* SUPPLIED TEXT

The group kernels are represented by a discretization of the group. In the case for SO2, this could be some number of rotations with corresponding weights.

To approximate the full continuous SO2 group, we are required to sample the weights of any SO2 element. Therefore, we use the discretization as a basis of a continuous signal defined over SO2 through interpolation.

Given a uniform discrete SO2 grid, we can view this grid as points on the unit circle. Hence, we can find the signal of any SO2 element by finding the two neighbouring points and linearly interpolating between them. This can simply be done by transforming our group elements to carthesian coordinates (x, y vectors) that represent points on the unit sphere. The distance between points is then simply the angle between the vectors. This representation has the benefit of dealing with the periodicity of the SO2 manifold.

In [19]:
def grid_sample_so2(grid: Tensor, signal: Tensor, signal_grid: Tensor) -> Tensor:
    # transform grid to carthesian coordinates.
    grid_cart = grid.new_empty(grid.shape[0], 2)
    grid_cart[..., 0] = torch.cos(grid).flatten(-2)
    grid_cart[..., 1] = torch.sin(grid).flatten(-2)

    # transform signal_grid to carthesian coordinates.
    signal_grid_cart = signal_grid.new_empty(signal_grid.shape[0], 2)
    signal_grid_cart[..., 0] = torch.cos(signal_grid).flatten(-2)
    signal_grid_cart[..., 1] = torch.sin(signal_grid).flatten(-2)

    # we calculate the distance of all points in grid to
    # all points in the signal grid to find the two neighbours,
    # i.e., the two closest points. In the case vectors on the unit
    # sphere, this is simply the dot product between them
    distances = (grid_cart[:, None] * signal_grid_cart).sum(-1)

    # obtain the two neighbours and the distances to them
    dists, neighbours = torch.topk(distances, 2, largest=False)

    # to obtain the interpolation coefficients, we need to normalize
    # the distances, such that the distances between two neighbours equals
    # 1. Given a uniform grid of N rotations, we divide by (2pi / N).
    coeffs = dists / ((2 * math.pi) / signal_grid.shape[0])

* EXERCISE 1
Substitute "clay" for "brick" in the records, starting at the line containing "One point lands on each instance of the sandy" and continuing through the end of the records. Give back only those lines, with everything else unchanged.

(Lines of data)
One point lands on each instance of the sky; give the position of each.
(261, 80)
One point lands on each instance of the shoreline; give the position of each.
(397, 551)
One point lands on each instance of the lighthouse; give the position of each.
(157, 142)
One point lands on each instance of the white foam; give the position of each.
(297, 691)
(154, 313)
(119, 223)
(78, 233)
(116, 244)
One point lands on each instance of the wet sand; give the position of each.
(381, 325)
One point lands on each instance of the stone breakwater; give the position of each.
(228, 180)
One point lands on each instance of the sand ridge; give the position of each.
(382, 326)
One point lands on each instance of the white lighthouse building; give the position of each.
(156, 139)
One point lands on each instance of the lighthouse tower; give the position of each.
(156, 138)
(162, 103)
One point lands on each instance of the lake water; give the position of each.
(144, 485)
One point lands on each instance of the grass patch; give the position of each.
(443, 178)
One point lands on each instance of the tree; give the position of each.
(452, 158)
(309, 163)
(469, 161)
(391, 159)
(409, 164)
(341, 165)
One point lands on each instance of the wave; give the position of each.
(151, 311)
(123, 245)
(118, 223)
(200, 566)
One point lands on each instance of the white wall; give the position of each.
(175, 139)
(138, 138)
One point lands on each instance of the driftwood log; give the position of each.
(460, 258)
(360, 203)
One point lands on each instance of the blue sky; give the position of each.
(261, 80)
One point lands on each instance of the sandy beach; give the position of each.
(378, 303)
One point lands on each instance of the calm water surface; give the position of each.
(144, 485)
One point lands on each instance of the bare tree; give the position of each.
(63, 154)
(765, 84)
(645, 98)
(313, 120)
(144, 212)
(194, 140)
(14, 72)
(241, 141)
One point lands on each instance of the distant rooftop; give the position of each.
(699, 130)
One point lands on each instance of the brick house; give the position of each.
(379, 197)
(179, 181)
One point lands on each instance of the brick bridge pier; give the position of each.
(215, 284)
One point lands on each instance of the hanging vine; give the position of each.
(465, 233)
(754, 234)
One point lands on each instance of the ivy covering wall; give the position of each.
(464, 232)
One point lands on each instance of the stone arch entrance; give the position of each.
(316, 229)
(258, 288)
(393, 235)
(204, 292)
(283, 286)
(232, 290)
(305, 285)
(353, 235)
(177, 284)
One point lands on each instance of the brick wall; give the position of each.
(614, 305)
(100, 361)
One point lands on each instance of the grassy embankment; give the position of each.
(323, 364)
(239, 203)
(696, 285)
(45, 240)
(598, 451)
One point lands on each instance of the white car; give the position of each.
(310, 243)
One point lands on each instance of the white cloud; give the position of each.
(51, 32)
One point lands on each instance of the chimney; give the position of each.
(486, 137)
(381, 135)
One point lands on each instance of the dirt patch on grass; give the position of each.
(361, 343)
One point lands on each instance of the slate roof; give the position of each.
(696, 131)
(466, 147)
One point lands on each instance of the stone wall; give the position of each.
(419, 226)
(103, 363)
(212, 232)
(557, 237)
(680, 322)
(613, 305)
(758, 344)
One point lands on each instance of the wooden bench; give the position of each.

* EXERCISE 2
Translate this sentence from the text on SO2 interpolation into Spanish: "This representation has the benefit of dealing with the periodicity of the SO2 manifold."

* WORKED SOLUTION 1
One point lands on each instance of the sandy beach; give the position of each.
(378, 303)
One point lands on each instance of the calm water surface; give the position of each.
(144, 485)
One point lands on each instance of the bare tree; give the position of each.
(63, 154)
(765, 84)
(645, 98)
(313, 120)
(144, 212)
(194, 140)
(14, 72)
(241, 141)
One point lands on each instance of the distant rooftop; give the position of each.
(699, 130)
One point lands on each instance of the clay house; give the position of each.
(379, 197)
(179, 181)
One point lands on each instance of the clay bridge pier; give the position of each.
(215, 284)
One point lands on each instance of the hanging vine; give the position of each.
(465, 233)
(754, 234)
One point lands on each instance of the ivy covering wall; give the position of each.
(464, 232)
One point lands on each instance of the stone arch entrance; give the position of each.
(316, 229)
(258, 288)
(393, 235)
(204, 292)
(283, 286)
(232, 290)
(305, 285)
(353, 235)
(177, 284)
One point lands on each instance of the clay wall; give the position of each.
(614, 305)
(100, 361)
One point lands on each instance of the grassy embankment; give the position of each.
(323, 364)
(239, 203)
(696, 285)
(45, 240)
(598, 451)
One point lands on each instance of the white car; give the position of each.
(310, 243)
One point lands on each instance of the white cloud; give the position of each.
(51, 32)
One point lands on each instance of the chimney; give the position of each.
(486, 137)
(381, 135)
One point lands on each instance of the dirt patch on grass; give the position of each.
(361, 343)
One point lands on each instance of the slate roof; give the position of each.
(696, 131)
(466, 147)
One point lands on each instance of the stone wall; give the position of each.
(419, 226)
(103, 363)
(212, 232)
(557, 237)
(680, 322)
(613, 305)
(758, 344)
One point lands on each instance of the wooden bench; give the position of each.

* WORKED SOLUTION 2
Esta representación tiene la ventaja de manejar la periodicidad de la variedad SO2.